◆ **WRITTEN TASK**:
Repeat, without any change, the entries presented below.

§

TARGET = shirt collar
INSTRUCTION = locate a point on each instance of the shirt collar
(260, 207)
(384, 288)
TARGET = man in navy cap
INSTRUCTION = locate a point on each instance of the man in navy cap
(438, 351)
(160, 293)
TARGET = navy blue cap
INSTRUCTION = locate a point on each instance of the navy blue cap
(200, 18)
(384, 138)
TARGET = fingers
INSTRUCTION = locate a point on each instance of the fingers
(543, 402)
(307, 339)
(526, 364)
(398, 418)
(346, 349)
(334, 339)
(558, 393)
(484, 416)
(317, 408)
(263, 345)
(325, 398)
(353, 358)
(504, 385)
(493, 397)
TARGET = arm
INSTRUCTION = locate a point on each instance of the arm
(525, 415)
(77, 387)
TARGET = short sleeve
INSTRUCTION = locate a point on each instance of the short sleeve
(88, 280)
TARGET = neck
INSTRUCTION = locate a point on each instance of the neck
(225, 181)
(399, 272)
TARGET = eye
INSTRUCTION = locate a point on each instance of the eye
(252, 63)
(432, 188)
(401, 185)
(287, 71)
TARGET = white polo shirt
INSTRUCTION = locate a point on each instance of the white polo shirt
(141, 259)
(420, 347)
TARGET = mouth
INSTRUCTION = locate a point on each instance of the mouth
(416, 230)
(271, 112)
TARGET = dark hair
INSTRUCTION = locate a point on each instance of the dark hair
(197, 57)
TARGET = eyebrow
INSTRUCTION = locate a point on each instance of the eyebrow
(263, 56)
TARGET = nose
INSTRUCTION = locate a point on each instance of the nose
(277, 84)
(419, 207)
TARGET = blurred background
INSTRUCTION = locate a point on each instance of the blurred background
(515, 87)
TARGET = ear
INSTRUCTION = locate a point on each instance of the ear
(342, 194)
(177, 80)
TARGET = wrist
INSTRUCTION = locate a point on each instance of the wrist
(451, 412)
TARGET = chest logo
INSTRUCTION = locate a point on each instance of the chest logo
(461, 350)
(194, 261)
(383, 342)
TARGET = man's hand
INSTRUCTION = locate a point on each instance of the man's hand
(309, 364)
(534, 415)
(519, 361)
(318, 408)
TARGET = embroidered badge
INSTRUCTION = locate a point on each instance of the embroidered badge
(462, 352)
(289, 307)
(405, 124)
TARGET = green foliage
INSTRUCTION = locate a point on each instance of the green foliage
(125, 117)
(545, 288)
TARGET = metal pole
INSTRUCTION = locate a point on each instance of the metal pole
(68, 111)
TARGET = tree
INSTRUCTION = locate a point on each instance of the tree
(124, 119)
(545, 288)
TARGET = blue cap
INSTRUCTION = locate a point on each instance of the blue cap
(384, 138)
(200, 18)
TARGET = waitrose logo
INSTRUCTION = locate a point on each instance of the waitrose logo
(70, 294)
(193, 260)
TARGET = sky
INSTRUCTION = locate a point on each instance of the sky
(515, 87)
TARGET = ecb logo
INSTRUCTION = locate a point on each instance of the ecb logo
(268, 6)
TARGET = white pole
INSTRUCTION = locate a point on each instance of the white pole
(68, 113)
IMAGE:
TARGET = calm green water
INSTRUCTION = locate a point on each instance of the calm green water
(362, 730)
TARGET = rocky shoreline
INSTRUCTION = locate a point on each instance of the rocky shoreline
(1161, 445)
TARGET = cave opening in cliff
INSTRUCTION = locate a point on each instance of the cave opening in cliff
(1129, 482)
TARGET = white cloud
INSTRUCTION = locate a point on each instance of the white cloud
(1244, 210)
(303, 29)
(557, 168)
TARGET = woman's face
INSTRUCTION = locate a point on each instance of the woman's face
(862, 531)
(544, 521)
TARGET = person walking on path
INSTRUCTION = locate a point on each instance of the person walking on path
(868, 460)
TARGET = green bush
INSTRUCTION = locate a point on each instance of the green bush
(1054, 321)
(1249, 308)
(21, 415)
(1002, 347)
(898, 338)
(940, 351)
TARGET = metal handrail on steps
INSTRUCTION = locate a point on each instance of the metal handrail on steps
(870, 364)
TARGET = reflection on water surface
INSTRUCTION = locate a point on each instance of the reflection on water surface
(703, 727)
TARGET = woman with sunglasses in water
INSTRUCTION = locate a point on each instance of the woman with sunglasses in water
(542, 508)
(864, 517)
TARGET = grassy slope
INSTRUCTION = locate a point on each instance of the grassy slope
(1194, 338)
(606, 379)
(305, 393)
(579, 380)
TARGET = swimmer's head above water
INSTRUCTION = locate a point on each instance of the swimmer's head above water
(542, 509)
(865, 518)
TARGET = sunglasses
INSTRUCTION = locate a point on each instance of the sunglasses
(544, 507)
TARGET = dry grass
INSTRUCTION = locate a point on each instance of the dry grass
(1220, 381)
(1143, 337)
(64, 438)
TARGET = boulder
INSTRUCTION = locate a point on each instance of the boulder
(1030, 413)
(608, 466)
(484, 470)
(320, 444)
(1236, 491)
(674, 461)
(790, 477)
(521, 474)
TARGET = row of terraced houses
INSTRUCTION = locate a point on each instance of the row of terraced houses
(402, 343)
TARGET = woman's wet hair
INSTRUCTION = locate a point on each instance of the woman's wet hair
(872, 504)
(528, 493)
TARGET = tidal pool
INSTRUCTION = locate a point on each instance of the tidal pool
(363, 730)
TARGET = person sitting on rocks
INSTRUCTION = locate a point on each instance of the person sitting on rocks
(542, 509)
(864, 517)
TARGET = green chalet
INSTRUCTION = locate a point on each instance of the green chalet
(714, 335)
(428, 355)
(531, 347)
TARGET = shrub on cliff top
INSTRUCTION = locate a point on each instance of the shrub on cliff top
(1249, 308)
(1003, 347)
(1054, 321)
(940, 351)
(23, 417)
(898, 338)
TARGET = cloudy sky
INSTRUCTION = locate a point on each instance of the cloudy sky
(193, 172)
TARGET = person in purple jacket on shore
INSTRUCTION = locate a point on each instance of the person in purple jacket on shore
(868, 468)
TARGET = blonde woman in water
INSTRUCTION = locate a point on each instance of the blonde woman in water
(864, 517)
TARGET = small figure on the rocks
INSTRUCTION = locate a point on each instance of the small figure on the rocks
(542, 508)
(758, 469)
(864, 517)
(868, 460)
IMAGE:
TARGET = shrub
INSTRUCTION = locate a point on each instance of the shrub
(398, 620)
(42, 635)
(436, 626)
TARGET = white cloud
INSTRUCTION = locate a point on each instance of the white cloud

§

◆ **COMPLETE RESPONSE**:
TARGET = shirt collar
INSTRUCTION = locate a point on each instance of the shirt collar
(260, 207)
(384, 288)
TARGET = man in navy cap
INSTRUCTION = locate a point on each instance of the man in navy cap
(438, 351)
(160, 293)
TARGET = navy blue cap
INSTRUCTION = locate a point on each instance of the navy blue cap
(200, 18)
(384, 138)
TARGET = fingers
INSTRUCTION = locate a point on each instance of the fingers
(543, 402)
(307, 339)
(526, 364)
(398, 418)
(346, 349)
(334, 339)
(558, 393)
(484, 416)
(317, 408)
(263, 345)
(325, 398)
(353, 358)
(504, 385)
(493, 397)
TARGET = arm
INSTRUCTION = locate a point on each instance of the arm
(525, 415)
(77, 387)
TARGET = short sleeve
INSTRUCTION = locate a point on each instance of the short sleeve
(88, 280)
TARGET = neck
INSTRUCTION = locate a point on each instance of the neck
(225, 181)
(399, 272)
TARGET = eye
INSTRUCTION = locate a point on each instance of the eye
(252, 63)
(432, 188)
(401, 185)
(287, 71)
TARGET = white polo shirt
INSTRUCTION = locate a point on each instance of the white polo shirt
(141, 259)
(420, 347)
TARGET = mouth
INSTRUCTION = locate a point on each instance of the mouth
(416, 230)
(271, 112)
TARGET = dark hair
INSTRUCTION = locate a point on each instance of the dark hair
(197, 57)
TARGET = eyebrow
INSTRUCTION = locate a point on each instance of the eyebrow
(263, 56)
TARGET = nose
INSTRUCTION = locate a point on each instance of the nose
(277, 84)
(419, 207)
TARGET = blurred background
INSTRUCTION = locate a point on each instance of the blurred background
(515, 87)
TARGET = ear
INSTRUCTION = locate a point on each instance of the ear
(342, 194)
(177, 80)
TARGET = wrist
INSTRUCTION = locate a point on each instance of the wrist
(451, 412)
TARGET = chest logo
INSTRUCTION = locate a point on each instance of the chest logo
(461, 350)
(194, 261)
(383, 342)
TARGET = man's hand
INSTRUCTION = locate a point on each instance of the man's hand
(309, 364)
(534, 415)
(519, 361)
(318, 408)
TARGET = embroidered badge
INSTRUCTION = locate a point on each instance of the embroidered badge
(462, 352)
(289, 307)
(405, 124)
TARGET = green foliage
INSTRUCTION = locate a point on each instance of the green foliage
(125, 117)
(545, 288)
TARGET = metal pole
INSTRUCTION = locate a point on each instance of the metal pole
(68, 111)
TARGET = tree
INSTRUCTION = locate a point on each instance of the tree
(124, 119)
(545, 288)
TARGET = blue cap
INSTRUCTION = locate a point on each instance of the blue cap
(384, 138)
(200, 18)
TARGET = waitrose logo
INSTRUCTION = locate a point on each instance of the waitrose logo
(70, 294)
(193, 260)
TARGET = sky
INSTRUCTION = locate a point on each instance of the sky
(515, 87)
TARGET = ecb logo
INSTRUCTION = locate a point on each instance of the ecb logo
(268, 6)
TARGET = white pole
INSTRUCTION = locate a point on each instance of the white pole
(68, 113)
IMAGE:
TARGET = calm green water
INSTRUCTION = locate a point on each instance of the calm green water
(362, 730)
TARGET = rocky shoreline
INSTRUCTION = locate a point on each instance of the rocky shoreline
(1161, 445)
TARGET = cave opening in cliff
INSTRUCTION = locate a point on each instance of the cave opening in cliff
(1129, 482)
TARGET = white cloud
INSTRUCTION = locate a point on each instance of the white cloud
(1244, 210)
(303, 29)
(557, 168)
TARGET = woman's face
INSTRUCTION = locate a point on each instance of the woman's face
(862, 531)
(544, 521)
TARGET = person walking on path
INSTRUCTION = locate a point on each instance of the person walking on path
(868, 460)
TARGET = green bush
INSTRUCTION = locate a point on each instance of the green bush
(1054, 321)
(1249, 308)
(21, 415)
(1002, 347)
(898, 338)
(940, 351)
TARGET = metal handrail on steps
INSTRUCTION = locate a point on each instance of the metal handrail on steps
(870, 364)
TARGET = reflection on water surface
INSTRUCTION = locate a point on each instance of the reflection on water surface
(703, 727)
TARGET = woman with sunglasses in water
INSTRUCTION = locate a point on each instance of the woman with sunglasses in water
(542, 508)
(864, 517)
TARGET = grassy slope
INSTRUCTION = locate a point on each instance of the grassy slope
(1194, 338)
(606, 379)
(305, 393)
(579, 380)
TARGET = swimmer's head above water
INSTRUCTION = locate a point on each instance of the swimmer's head above water
(542, 509)
(865, 518)
TARGET = sunglasses
INSTRUCTION = locate a point on each instance of the sunglasses
(544, 507)
TARGET = dry grass
INSTRUCTION = locate a point on each instance of the dry grass
(1220, 381)
(1143, 337)
(64, 438)
TARGET = boulder
INSTRUCTION = locate a point on each instance of the boulder
(1030, 413)
(608, 466)
(484, 470)
(320, 444)
(1236, 491)
(674, 461)
(790, 477)
(521, 474)
TARGET = row of terraced houses
INSTRUCTION = locate a point on each instance of the row of terraced houses
(402, 343)
TARGET = woman's wet hair
INSTRUCTION = locate a point on each instance of the woman's wet hair
(872, 504)
(528, 493)
TARGET = tidal pool
INSTRUCTION = locate a point on each instance of the tidal pool
(363, 730)
TARGET = person sitting on rocks
INSTRUCTION = locate a point on each instance of the person sitting on rocks
(542, 509)
(864, 517)
TARGET = green chalet
INSTRUCTION = locate a point on each instance of the green chalet
(714, 335)
(428, 355)
(531, 347)
TARGET = shrub on cliff top
INSTRUCTION = locate a point on each instance of the shrub on cliff top
(1249, 308)
(1003, 347)
(1054, 321)
(940, 351)
(23, 417)
(898, 338)
TARGET = cloudy sky
INSTRUCTION = locate a point on each instance of the cloudy sky
(193, 172)
TARGET = person in purple jacket on shore
INSTRUCTION = locate a point on each instance of the person in purple jacket on shore
(868, 468)
TARGET = blonde woman in water
INSTRUCTION = locate a point on each instance of the blonde woman in water
(864, 517)
TARGET = small figure on the rocks
INSTRUCTION = locate a point on each instance of the small figure on the rocks
(542, 508)
(758, 469)
(864, 517)
(868, 460)
IMAGE:
TARGET = shrub
INSTRUCTION = locate a point on each instance of the shrub
(398, 620)
(42, 635)
(436, 626)
TARGET = white cloud
INSTRUCTION = locate a point on each instance of the white cloud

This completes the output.